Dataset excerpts
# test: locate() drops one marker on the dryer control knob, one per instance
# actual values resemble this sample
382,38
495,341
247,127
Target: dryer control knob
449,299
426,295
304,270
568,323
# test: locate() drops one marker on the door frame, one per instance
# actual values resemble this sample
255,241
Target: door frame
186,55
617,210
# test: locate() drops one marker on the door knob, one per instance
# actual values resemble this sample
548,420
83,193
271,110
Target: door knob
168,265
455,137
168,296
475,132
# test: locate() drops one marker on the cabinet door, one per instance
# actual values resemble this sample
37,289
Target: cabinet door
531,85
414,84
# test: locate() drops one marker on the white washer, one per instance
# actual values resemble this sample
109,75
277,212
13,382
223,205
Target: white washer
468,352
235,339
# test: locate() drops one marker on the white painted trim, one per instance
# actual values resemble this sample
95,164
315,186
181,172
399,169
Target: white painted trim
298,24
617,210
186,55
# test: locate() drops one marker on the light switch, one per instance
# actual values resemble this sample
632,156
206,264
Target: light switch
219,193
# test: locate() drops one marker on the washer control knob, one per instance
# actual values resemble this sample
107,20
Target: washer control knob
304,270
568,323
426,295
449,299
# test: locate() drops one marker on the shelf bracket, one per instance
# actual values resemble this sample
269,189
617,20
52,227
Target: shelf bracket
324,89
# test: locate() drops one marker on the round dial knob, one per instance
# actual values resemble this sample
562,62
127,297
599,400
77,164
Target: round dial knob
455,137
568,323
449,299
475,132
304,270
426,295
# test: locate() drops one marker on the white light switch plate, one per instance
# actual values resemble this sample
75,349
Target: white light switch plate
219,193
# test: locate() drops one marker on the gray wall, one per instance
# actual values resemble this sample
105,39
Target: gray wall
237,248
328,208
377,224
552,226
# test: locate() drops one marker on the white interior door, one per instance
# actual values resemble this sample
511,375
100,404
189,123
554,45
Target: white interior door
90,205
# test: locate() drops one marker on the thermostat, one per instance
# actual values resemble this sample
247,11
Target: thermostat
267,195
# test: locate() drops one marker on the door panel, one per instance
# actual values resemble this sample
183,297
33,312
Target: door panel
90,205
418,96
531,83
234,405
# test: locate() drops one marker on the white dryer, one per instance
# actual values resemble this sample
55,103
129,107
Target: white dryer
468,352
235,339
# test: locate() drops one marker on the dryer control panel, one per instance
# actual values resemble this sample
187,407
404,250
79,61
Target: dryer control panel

• **Exercise requirements**:
Write out the lines above from the one containing "control panel, one per instance" through the last, exactly as they are.

• **Answer to this task**:
# test: locate() drops one marker on the dryer control panel, one per instance
# actual values resemble this sample
187,407
404,250
79,61
Target: dryer control panel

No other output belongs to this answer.